TO DO » Every entry must be transcribed without alteration.

SOURCE MATERIAL »
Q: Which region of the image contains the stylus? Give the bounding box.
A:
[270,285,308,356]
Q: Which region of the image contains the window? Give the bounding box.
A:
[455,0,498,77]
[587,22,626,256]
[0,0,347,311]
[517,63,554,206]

OUTPUT OF THE TASK »
Q: Which region of the image contains the stylus? Give the bounding box.
A:
[270,285,308,356]
Q: Which region of the image contains the window? Give the bounding box.
A:
[455,0,498,77]
[587,22,626,256]
[0,0,347,311]
[517,63,554,206]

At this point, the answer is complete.